## DOCUMENT
By Rebecca Locke
Every Tuesday afternoon, The Curator is showcasing an individual artist recognized for their unique voice, ideas and process. Once a month, a featured artist will be selected by Rebecca Locke, a New York City-based artist and curator, who develops collaborative and artist-led projects.
Joyce Yu-Jean Lee’s work is full of surprises. It is both sublime, and mesmerizing. Were her work static it would constitute a focal point, a centerpiece, yet her moving and changing images beckon the viewer, imploring them to stay, to reflect, to think. Lee’s subject matter is the here and now, the world of our collective experience explored through her performance and video-based artworks which in part contemplate globalization, society, mass media, commercialism and labor inequality.
With the large-scale On the Brink, Lee projects a typhoon-like storm of matter she calls the “residue of everyday life”—cars, branded beer bottles, cell phones and material objects—onto a suspended custom-built circular screen. Through the movement of these seemingly valuable goods thrown through the air—weightless as Dorothy’s house in Kansas—the artist symbolizes the fragility of life and the instability of all in which humanity puts trust.

## TASKS AND EXERCISES
[A] Repeat everything in the article about Joyce Yu-Jean Lee from "With the large-scale" down to "humanity puts trust.".
[B] List the topics that the article about Joyce Yu-Jean Lee says her performance and video-based artworks in part contemplate.
The records that follow have no connection to the article about Joyce Yu-Jean Lee.

## SUPPLIED DATA
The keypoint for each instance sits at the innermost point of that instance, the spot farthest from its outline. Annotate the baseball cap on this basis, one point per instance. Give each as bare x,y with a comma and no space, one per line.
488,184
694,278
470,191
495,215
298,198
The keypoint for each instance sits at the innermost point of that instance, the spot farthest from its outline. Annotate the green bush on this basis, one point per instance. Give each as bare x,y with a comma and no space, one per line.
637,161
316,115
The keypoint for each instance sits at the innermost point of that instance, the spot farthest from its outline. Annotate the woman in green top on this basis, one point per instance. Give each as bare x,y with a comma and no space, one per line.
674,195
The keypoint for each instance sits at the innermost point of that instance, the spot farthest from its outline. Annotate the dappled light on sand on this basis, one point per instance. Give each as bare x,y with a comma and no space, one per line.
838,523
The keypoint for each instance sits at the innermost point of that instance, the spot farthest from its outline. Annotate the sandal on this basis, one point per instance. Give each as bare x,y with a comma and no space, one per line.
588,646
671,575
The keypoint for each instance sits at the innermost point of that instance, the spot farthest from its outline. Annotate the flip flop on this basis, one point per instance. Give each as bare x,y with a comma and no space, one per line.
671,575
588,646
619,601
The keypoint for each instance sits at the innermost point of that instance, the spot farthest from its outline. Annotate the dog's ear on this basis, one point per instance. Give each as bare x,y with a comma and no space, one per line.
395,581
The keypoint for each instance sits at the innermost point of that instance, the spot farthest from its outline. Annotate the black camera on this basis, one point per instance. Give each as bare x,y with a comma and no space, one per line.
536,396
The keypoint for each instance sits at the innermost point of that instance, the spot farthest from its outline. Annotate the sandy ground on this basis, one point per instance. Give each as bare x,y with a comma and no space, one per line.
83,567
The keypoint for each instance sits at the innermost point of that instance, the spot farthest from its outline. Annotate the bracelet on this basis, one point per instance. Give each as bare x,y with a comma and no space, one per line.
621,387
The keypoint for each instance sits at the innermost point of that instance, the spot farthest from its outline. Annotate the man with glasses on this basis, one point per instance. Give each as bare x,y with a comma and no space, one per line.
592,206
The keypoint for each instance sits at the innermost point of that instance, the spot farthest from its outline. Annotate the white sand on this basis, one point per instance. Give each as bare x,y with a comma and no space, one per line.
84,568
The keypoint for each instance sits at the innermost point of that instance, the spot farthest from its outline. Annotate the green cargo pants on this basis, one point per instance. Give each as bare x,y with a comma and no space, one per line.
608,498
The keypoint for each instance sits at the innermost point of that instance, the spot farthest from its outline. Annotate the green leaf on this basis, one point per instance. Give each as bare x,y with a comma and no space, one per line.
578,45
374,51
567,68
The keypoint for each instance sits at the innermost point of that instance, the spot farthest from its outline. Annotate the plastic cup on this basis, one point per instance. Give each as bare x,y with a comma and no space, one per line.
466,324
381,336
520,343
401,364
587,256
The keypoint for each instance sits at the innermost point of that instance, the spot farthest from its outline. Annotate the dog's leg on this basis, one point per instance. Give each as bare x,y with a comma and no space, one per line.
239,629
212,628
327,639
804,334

* * *

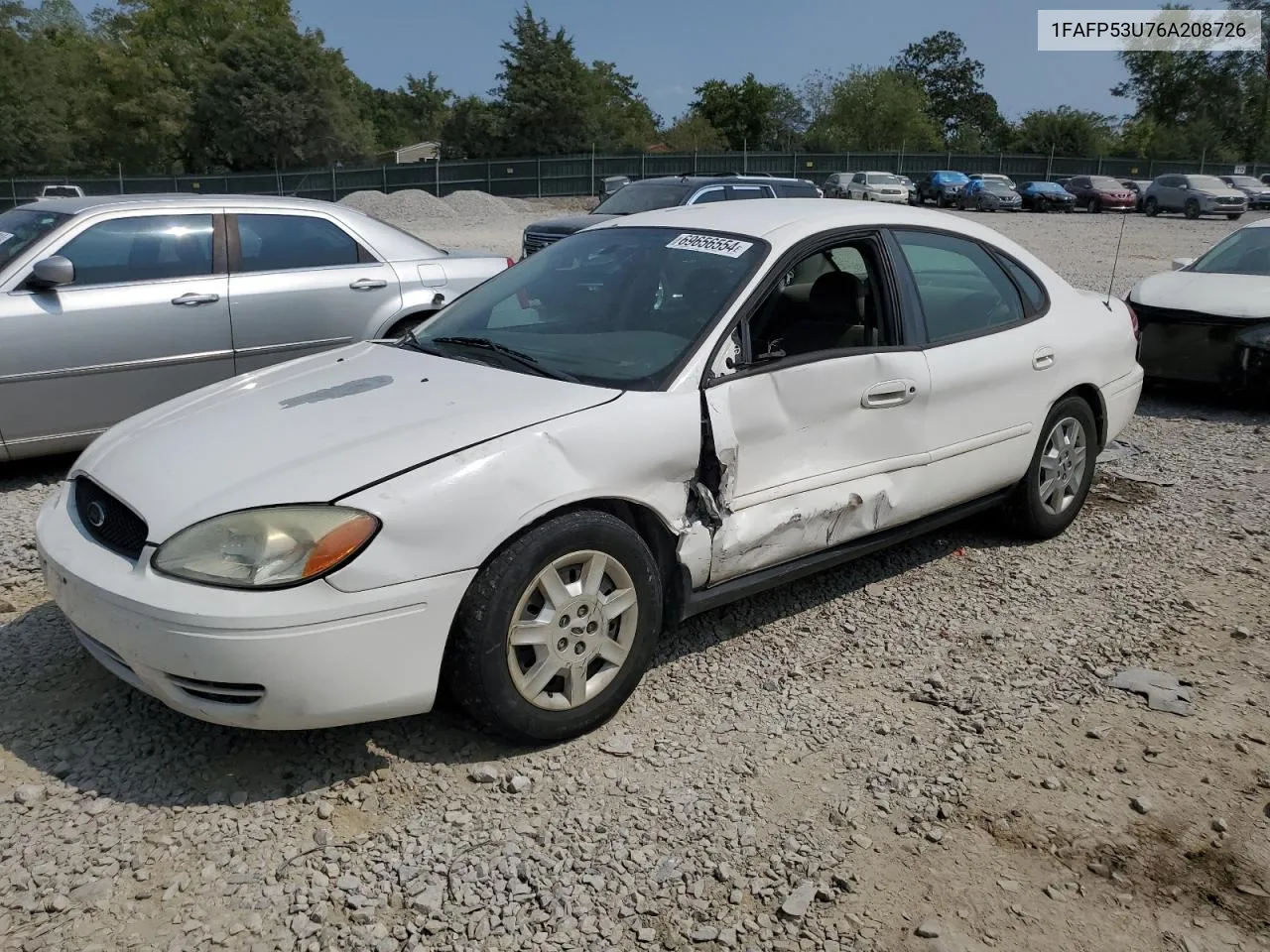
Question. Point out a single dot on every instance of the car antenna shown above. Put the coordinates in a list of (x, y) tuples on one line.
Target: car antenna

## OUTPUTS
[A]
With the large-scale On the Brink, Lee projects a typhoon-like storm of matter she calls the “residue of everyday life”—cars, branded beer bottles, cell phones and material objects—onto a suspended custom-built circular screen. Through the movement of these seemingly valuable goods thrown through the air—weightless as Dorothy’s house in Kansas—the artist symbolizes the fragility of life and the instability of all in which humanity puts trust.

[B]
- globalization
- society
- mass media
- commercialism
- labor inequality